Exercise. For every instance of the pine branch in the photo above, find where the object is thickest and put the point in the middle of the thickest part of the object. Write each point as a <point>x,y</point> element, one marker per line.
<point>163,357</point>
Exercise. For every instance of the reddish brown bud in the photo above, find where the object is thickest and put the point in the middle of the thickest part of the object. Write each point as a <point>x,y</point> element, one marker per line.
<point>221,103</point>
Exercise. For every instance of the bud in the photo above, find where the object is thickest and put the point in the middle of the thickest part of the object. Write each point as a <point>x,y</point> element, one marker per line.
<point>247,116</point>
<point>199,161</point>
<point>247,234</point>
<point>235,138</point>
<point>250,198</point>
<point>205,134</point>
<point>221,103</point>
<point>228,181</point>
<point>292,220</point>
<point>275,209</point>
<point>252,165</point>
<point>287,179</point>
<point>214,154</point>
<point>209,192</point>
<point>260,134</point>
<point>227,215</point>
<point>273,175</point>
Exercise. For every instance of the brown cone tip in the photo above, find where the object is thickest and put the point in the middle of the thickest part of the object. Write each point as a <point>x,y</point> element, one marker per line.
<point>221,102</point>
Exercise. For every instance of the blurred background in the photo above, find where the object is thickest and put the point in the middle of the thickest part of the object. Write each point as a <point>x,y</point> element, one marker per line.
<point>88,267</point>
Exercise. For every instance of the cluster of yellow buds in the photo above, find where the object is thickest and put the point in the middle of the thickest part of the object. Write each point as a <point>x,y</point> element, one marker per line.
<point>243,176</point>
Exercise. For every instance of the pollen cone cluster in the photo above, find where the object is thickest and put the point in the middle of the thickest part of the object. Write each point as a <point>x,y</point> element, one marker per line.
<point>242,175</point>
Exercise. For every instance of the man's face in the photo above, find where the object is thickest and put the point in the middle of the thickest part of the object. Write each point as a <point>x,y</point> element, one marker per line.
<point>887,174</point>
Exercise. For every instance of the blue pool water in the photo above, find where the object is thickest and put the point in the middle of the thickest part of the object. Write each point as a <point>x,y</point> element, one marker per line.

| REQUEST |
Write out, unchanged, everything from the line containing "Exercise. For every instance of the pollen" down through the end of the last row.

| EXPECTED ANSWER |
Exercise. For every instance of the pollen cone cluster in the photo above, find where the object is thickest and put the point in the middle of the thickest part of the object. Write each point as a <point>x,y</point> element, one marker per line.
<point>242,175</point>
Exercise. For every instance of the man's face in the photo above, find where the object is thickest and put the point in the middle of the thickest part of the object. Write each point as a <point>x,y</point> element, one marker per line.
<point>887,174</point>
Exercise. For every instance of the blue pool water in the photo above, find where the object is thickest and put the point in the middle of the thickest part of the object. Write each point as a <point>x,y</point> element, one marker per line.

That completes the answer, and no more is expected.